### What is needed
Exactly repeat the full listing that follows.

### Available data
__________

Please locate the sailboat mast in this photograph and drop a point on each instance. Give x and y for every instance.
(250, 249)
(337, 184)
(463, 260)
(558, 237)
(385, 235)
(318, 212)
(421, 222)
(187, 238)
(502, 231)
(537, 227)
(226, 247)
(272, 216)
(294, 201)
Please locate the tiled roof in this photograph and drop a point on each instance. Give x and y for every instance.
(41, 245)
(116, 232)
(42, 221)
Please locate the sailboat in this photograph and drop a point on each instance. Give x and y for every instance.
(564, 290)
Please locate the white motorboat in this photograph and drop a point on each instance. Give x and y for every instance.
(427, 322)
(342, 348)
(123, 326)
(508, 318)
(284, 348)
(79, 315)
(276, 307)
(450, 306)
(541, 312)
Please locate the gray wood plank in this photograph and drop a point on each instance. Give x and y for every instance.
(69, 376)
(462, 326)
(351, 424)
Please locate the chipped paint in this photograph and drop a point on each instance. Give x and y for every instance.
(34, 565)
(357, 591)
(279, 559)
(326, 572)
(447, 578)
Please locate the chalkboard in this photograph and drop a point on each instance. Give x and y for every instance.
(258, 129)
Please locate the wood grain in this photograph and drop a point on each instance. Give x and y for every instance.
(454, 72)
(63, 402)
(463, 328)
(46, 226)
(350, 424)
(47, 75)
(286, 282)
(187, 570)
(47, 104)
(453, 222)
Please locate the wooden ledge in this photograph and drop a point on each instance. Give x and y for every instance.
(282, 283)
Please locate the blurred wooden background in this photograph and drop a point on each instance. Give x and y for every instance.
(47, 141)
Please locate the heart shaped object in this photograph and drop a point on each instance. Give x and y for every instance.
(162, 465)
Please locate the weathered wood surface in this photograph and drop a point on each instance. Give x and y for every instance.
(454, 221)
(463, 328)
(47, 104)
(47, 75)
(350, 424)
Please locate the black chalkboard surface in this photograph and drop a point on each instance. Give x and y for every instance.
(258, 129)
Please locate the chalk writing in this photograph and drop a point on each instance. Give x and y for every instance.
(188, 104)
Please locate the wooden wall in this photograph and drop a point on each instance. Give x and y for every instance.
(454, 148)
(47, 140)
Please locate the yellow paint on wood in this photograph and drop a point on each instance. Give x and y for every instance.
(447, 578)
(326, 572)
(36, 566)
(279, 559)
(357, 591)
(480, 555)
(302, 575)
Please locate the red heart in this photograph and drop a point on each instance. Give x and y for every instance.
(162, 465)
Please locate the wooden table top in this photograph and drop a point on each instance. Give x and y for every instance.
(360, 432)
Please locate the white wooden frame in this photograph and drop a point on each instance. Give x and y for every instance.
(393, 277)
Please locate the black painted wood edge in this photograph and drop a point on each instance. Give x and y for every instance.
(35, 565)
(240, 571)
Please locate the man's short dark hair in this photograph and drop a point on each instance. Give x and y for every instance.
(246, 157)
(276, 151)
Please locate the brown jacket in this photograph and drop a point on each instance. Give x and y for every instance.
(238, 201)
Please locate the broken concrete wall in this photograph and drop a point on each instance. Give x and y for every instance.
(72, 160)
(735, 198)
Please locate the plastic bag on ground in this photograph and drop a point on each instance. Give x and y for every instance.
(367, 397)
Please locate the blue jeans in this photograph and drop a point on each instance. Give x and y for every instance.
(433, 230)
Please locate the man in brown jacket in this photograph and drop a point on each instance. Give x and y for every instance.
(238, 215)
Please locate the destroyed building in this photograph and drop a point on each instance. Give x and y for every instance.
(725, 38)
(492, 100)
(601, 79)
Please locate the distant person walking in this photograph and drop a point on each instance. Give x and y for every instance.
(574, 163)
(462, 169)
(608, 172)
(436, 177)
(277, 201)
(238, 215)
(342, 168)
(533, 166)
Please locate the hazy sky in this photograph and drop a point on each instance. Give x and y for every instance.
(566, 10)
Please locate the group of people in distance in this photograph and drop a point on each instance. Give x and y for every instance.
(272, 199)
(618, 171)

__________

### The output
Please locate the sailboat mast in this photograph and drop a point on each instance. Give x and y for every instance.
(250, 249)
(337, 184)
(463, 260)
(558, 237)
(385, 235)
(318, 212)
(421, 222)
(187, 238)
(502, 231)
(537, 227)
(226, 247)
(272, 216)
(294, 201)
Please locate the tiled roof in this photograph and drop a point on each instance. Give x and y for every instance.
(41, 245)
(116, 232)
(42, 221)
Please locate the sailboat in this photograph and drop a point on each instance. Give x and y for every instance.
(564, 290)
Please locate the white motorboat in this photograph and drop a point on each instance. Give x and y for every instance.
(427, 322)
(342, 348)
(123, 326)
(508, 318)
(284, 348)
(79, 315)
(276, 307)
(450, 306)
(541, 312)
Please locate the gray wood plank in this photograph and drop a point on each instance. Give x and y for every instance.
(69, 376)
(462, 326)
(351, 424)
Please locate the chipped paint in this photograph and drop a point on each instance. Give x and y for every instance.
(34, 565)
(357, 591)
(279, 559)
(326, 572)
(447, 578)
Please locate the chalkboard in this photograph and drop a point on each instance. Give x and y for every instance.
(258, 129)
Please locate the wood grain in this photograph and drop a point on each instance. Give x and y for every instance.
(454, 72)
(63, 402)
(463, 328)
(46, 226)
(350, 424)
(47, 75)
(286, 282)
(187, 570)
(47, 104)
(453, 222)
Please locate the wooden ledge in this photograph and drop a point on each instance. Give x and y for every instance.
(282, 283)
Please locate the blurred wooden background in this photograph and drop a point on each instance. Give x and y for every instance.
(47, 141)
Please locate the heart shaped object in this photograph and drop a point on each instance. Give x and y for every instance.
(162, 465)
Please locate the weathered wood surface in this photograph and drop a point on each instance. Give x and y for every instance.
(454, 221)
(463, 328)
(47, 104)
(47, 75)
(350, 424)
Please locate the black chalkboard surface in this photograph and drop a point on each instance. Give x and y for every instance.
(258, 129)
Please locate the chalk writing in this photograph and drop a point on each instance. Give x and y for every instance.
(188, 104)
Please locate the wooden wall in this photograph and drop a point on each instance. Give x and y for every instance.
(454, 148)
(47, 140)
Please locate the yellow paint on wood in this photograph and drop a point on each instance. Give x and y for every instance.
(447, 578)
(326, 572)
(36, 566)
(279, 559)
(357, 591)
(480, 555)
(302, 575)
Please locate the red heart in this photograph and drop a point on each instance. Give x and y for every instance.
(162, 465)
Please locate the wooden table top in this photograph and drop a point on each instance. Give x and y for every instance.
(360, 432)
Please locate the white wooden frame in this photograph and drop a point on each instance. Give x and y for every instance.
(393, 277)
Please locate the black painted wood edge in this photograph and drop a point on each instance. Give x and y for every instance.
(35, 565)
(240, 571)
Please locate the man's short dark hair in this photograph and drop a point on each instance. Give x and y for every instance.
(246, 157)
(276, 151)
Please locate the brown jacket in this photograph and drop a point on each instance. Give x and y for every instance.
(238, 201)
Please locate the broken concrete wall in this photograph and drop a point on each instance. Give x and y for every instance.
(72, 160)
(735, 198)
Please locate the plastic bag on ground in this photograph and drop a point on each instance. Give x and y for every instance.
(367, 397)
Please locate the blue jeans in this photograph and drop a point on each instance. Give x and y for every instance.
(433, 230)
Please locate the man in brown jacket in this photograph and drop a point on each instance. Give x and y for every instance.
(238, 215)
Please locate the destroyed building in this photograph and drop a point on each instance. Give x and y for every instance.
(725, 38)
(492, 100)
(601, 79)
Please locate the distant person walking in this photograph and drop a point on each instance. Give x and y for every instance.
(574, 163)
(462, 169)
(608, 172)
(436, 177)
(277, 201)
(238, 215)
(342, 168)
(533, 166)
Please locate the hazy sky in this photograph and drop a point on each instance. Give x and y for every instance.
(566, 10)
Please locate the group of people in distance in this photograph and drop a point on each instance. Give x and y for every instance.
(272, 199)
(618, 171)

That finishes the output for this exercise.